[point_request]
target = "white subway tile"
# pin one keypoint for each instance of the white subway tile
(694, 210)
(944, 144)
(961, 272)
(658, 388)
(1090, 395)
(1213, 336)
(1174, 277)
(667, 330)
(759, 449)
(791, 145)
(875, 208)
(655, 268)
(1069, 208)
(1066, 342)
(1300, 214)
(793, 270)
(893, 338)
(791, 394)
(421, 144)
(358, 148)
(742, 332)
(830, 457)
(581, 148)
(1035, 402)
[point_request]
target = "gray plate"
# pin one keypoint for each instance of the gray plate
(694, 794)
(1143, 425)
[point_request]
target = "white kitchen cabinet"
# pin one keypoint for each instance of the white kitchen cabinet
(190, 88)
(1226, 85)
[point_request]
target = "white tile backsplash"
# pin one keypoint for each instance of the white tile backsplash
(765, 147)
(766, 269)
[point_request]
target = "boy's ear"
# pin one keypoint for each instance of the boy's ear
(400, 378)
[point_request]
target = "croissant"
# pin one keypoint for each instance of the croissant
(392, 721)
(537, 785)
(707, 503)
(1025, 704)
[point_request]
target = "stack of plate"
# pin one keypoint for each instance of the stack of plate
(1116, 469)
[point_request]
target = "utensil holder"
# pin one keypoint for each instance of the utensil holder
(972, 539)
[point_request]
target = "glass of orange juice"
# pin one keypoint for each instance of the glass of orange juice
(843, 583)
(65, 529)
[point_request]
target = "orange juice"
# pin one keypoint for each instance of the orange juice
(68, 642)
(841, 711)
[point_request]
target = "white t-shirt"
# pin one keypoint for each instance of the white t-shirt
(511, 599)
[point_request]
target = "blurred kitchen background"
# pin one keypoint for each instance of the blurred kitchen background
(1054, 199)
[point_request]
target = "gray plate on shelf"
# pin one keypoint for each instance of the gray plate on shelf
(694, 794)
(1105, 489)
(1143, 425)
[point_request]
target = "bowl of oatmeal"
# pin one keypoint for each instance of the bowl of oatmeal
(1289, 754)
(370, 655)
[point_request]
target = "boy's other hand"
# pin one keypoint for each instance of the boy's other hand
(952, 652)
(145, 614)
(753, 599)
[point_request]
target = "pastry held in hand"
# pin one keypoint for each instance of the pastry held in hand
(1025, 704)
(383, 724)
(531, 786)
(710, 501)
...
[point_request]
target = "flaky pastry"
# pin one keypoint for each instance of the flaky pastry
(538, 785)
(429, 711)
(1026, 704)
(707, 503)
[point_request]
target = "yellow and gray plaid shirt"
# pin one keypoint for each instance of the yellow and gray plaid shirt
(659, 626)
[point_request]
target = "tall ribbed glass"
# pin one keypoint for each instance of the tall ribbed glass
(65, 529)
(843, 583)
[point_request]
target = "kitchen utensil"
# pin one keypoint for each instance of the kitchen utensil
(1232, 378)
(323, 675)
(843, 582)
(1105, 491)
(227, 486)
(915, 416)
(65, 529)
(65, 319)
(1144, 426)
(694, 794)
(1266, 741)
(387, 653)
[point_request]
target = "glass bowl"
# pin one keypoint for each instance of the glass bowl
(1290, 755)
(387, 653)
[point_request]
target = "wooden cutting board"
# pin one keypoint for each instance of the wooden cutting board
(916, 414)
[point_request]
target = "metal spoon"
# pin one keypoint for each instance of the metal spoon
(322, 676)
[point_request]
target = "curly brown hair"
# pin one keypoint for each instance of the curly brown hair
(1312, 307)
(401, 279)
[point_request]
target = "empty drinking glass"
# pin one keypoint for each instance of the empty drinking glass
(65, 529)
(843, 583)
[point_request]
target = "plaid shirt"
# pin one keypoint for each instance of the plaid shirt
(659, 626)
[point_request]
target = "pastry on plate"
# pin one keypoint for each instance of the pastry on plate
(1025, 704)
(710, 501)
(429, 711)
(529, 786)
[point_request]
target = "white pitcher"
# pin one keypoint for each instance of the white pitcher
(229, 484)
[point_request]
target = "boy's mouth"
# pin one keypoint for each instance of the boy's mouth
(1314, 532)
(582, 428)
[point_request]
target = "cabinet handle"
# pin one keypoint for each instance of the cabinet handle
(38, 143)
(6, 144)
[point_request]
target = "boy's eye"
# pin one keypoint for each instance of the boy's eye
--
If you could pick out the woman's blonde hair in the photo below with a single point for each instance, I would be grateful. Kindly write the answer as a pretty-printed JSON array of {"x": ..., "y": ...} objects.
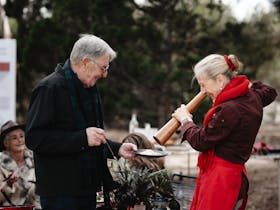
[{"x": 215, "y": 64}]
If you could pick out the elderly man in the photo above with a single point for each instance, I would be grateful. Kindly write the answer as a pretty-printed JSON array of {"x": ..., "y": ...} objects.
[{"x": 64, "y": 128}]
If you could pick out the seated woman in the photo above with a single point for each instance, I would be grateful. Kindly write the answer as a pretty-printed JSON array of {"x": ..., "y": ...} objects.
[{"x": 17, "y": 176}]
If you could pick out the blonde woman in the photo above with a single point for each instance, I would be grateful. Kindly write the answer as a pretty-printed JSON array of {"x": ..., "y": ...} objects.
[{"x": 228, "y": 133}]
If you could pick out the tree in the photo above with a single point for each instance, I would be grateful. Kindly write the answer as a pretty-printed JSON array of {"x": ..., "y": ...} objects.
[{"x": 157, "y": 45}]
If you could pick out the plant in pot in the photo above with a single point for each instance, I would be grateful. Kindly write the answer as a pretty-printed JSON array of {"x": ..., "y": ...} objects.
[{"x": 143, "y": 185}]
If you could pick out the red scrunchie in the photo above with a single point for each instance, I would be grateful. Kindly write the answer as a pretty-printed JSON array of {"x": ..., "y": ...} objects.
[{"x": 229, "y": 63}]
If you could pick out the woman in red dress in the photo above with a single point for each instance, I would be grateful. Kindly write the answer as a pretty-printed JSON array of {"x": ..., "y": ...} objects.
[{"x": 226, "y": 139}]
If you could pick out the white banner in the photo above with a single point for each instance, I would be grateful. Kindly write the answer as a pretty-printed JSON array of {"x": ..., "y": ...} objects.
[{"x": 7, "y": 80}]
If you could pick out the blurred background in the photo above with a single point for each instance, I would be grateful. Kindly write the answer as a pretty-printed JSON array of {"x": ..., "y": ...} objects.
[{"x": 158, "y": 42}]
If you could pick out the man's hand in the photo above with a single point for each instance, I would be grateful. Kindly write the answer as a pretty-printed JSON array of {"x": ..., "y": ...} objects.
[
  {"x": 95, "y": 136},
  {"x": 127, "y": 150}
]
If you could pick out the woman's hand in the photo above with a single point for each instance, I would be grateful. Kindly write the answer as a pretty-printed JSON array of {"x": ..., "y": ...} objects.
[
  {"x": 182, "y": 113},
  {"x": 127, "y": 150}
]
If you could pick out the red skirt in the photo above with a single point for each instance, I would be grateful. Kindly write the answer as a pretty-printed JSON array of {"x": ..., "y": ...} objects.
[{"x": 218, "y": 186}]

▶ Written exercise:
Extract every line of the items above that contains the word "yellow", matching letter case exactly.

▶ Answer to this problem:
target = "yellow and gray plaid shirt"
# pin one keypoint for each instance of the yellow and gray plaid shirt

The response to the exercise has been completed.